PROVIDED ENTRIES:
_ _ _ _
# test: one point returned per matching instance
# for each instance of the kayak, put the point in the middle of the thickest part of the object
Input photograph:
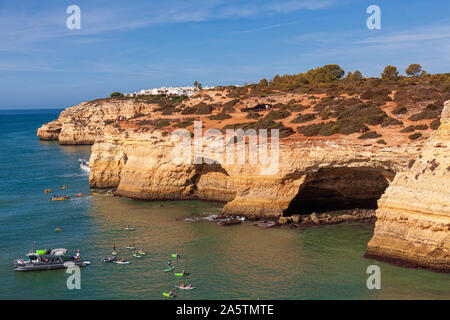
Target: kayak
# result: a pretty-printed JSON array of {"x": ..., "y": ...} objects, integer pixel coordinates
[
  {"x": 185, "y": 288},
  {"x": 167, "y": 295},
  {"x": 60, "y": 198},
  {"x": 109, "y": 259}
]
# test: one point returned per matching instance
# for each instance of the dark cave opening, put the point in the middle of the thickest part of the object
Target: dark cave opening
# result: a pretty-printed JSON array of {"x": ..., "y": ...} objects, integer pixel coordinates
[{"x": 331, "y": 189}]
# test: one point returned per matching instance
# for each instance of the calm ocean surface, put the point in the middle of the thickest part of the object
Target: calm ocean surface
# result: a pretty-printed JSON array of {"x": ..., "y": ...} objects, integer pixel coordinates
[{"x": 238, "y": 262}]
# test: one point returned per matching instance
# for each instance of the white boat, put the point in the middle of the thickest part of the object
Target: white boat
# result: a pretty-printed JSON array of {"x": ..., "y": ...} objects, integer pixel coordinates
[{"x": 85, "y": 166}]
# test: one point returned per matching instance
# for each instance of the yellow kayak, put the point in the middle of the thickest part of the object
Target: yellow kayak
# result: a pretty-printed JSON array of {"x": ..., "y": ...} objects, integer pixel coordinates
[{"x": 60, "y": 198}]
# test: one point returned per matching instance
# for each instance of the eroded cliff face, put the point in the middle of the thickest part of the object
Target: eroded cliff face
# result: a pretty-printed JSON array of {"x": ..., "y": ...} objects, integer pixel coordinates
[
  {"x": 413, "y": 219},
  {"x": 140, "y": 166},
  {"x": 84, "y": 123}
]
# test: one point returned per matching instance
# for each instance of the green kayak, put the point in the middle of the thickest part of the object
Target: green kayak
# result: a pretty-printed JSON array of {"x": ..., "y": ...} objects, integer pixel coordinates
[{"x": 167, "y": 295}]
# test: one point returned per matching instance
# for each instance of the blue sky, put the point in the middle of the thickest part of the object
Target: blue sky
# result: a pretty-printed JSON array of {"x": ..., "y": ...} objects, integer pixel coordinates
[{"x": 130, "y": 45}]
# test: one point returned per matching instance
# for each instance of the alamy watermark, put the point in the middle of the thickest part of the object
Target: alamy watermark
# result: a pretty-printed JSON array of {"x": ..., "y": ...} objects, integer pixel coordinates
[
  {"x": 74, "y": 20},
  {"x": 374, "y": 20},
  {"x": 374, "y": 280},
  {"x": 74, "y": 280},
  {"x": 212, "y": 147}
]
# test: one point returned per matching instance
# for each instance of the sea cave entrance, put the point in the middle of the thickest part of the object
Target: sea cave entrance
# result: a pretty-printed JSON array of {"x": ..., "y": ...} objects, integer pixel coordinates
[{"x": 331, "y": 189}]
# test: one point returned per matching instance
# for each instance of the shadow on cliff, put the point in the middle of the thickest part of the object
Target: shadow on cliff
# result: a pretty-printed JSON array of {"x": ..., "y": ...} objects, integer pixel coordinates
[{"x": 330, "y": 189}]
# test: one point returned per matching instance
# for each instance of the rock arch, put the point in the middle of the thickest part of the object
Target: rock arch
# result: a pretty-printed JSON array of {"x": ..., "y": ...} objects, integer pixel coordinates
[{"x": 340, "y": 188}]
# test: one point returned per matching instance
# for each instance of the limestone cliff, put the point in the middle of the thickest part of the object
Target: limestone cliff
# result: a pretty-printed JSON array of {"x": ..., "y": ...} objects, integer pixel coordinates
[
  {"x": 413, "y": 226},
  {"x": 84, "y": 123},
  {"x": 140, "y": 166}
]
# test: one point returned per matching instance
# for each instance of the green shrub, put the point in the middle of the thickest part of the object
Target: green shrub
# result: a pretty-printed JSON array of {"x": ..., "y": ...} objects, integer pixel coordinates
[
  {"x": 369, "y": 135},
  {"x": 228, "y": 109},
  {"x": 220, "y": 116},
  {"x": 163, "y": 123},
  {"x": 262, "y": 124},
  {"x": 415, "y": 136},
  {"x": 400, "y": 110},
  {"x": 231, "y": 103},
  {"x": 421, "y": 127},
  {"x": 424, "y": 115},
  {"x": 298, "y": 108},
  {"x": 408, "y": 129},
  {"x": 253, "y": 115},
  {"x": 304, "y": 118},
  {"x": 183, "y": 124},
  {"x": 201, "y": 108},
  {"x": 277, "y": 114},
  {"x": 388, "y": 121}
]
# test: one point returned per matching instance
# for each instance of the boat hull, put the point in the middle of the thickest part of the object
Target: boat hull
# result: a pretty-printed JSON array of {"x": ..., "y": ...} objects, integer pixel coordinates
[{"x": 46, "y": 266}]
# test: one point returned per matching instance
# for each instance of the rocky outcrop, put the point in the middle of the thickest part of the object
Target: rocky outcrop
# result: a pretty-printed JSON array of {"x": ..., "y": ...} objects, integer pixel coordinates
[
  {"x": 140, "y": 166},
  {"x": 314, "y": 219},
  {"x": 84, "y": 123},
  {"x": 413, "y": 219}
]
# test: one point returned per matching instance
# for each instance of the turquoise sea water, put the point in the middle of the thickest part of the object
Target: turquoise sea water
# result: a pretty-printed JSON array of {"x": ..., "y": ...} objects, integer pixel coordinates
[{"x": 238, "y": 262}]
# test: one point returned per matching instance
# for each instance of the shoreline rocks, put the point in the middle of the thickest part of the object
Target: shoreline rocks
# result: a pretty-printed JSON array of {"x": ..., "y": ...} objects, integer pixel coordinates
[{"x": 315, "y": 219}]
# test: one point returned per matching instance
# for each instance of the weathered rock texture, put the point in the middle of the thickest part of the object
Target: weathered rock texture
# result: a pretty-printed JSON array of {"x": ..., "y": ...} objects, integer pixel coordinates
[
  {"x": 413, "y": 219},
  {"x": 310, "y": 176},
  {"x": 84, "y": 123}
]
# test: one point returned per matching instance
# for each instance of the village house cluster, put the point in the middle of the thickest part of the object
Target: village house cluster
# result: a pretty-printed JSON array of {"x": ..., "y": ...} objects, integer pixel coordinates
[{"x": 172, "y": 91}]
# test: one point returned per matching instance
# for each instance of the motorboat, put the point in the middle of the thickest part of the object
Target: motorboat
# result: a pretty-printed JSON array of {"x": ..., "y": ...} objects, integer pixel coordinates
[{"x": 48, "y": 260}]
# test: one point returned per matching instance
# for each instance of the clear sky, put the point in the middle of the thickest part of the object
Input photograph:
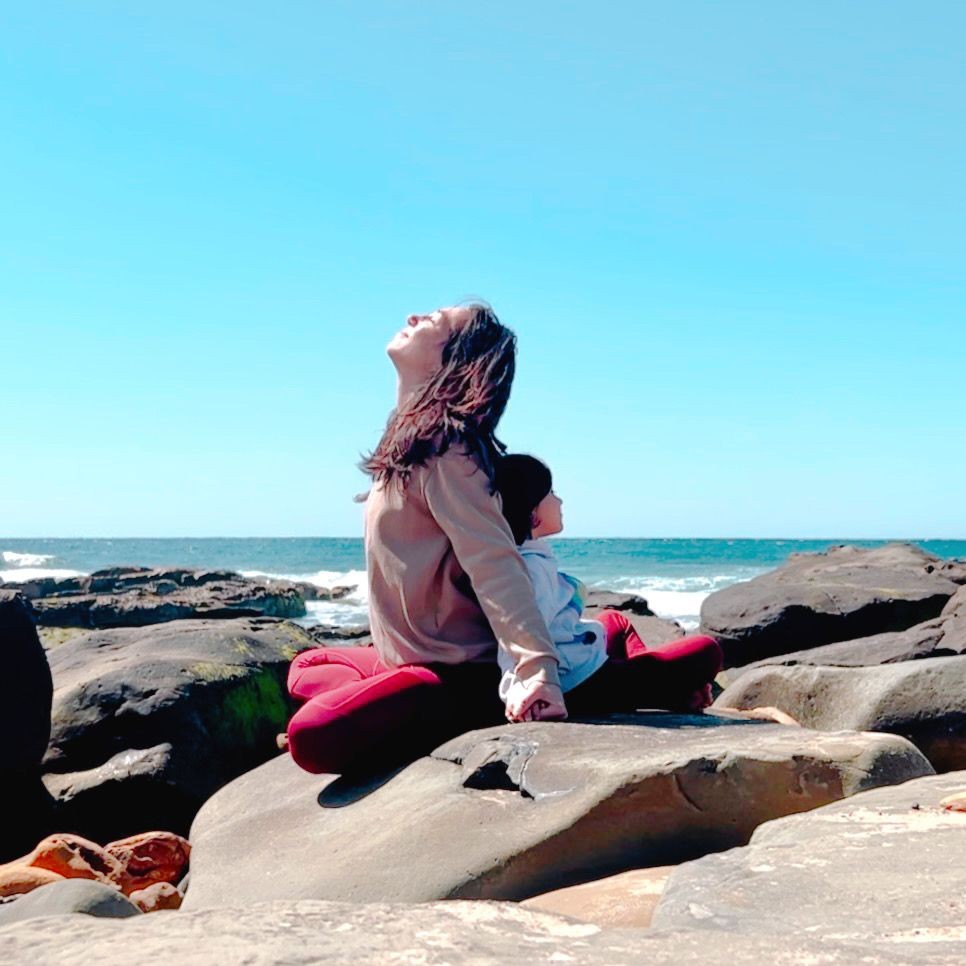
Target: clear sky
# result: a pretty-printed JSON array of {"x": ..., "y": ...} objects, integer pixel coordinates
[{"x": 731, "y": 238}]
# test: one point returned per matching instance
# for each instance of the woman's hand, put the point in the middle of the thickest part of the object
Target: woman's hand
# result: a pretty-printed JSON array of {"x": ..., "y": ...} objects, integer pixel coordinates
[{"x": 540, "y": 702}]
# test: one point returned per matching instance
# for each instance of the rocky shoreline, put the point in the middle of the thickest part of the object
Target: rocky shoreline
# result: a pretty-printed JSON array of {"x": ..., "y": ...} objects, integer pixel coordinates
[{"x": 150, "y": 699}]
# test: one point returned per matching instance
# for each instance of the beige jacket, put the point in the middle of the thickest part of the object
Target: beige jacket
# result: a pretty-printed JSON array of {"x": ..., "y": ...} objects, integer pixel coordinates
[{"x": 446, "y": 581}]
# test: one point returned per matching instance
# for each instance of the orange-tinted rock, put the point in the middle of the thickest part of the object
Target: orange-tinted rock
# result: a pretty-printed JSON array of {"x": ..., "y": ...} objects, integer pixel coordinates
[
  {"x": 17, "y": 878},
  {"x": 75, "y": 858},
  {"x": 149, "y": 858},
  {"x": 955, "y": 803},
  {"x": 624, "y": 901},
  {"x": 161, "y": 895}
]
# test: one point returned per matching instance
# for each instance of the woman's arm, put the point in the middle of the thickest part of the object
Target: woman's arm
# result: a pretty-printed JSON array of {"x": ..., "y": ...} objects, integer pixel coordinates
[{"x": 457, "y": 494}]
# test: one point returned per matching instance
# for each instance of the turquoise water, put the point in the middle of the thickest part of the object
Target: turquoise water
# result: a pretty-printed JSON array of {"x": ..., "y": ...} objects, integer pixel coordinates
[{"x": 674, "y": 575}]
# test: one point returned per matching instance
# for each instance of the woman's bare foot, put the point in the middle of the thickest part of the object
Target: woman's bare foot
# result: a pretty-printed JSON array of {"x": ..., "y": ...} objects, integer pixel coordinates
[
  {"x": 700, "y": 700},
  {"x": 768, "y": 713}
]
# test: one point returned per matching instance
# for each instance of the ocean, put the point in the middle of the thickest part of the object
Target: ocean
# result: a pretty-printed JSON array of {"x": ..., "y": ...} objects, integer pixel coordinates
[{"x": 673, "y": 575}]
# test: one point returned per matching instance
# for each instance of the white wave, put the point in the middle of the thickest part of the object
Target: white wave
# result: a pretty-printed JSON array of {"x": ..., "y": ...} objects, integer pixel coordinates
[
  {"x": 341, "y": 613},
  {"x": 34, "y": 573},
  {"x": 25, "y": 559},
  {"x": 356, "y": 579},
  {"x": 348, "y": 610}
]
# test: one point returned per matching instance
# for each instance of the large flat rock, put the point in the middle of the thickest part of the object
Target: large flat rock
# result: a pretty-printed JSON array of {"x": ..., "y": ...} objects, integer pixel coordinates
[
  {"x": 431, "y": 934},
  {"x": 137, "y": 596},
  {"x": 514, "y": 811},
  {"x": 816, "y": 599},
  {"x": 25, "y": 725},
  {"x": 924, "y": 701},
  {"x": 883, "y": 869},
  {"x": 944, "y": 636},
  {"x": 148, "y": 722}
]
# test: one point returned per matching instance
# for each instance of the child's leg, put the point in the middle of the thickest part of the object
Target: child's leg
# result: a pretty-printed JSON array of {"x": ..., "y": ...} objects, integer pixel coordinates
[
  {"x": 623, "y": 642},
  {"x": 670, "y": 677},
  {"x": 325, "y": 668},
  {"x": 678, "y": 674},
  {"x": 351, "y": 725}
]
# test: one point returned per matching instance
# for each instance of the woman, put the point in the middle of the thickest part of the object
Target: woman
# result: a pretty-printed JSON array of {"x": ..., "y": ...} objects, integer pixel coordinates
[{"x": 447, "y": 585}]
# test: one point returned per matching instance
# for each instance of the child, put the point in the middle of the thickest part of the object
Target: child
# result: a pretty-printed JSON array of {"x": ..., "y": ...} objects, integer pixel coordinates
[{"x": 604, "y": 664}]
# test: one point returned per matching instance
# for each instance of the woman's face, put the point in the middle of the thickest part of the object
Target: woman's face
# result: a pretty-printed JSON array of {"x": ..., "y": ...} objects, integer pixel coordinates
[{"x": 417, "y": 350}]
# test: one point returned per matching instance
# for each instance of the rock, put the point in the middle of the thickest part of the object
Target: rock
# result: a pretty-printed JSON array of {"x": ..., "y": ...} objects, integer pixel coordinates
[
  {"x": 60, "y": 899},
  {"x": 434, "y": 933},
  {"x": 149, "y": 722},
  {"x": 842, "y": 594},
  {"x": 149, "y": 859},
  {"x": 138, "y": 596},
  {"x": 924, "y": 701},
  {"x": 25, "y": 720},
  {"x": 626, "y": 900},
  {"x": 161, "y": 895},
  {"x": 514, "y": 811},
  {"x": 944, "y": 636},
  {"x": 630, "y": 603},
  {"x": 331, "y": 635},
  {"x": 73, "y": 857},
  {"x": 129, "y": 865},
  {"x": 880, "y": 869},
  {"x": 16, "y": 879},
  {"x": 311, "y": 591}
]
_ _ _ _
Across all the records above, find each line with "blue" in it and copy it.

# for each instance of the blue sky, put the point in the middle of the thickest part of the object
Target: blue sky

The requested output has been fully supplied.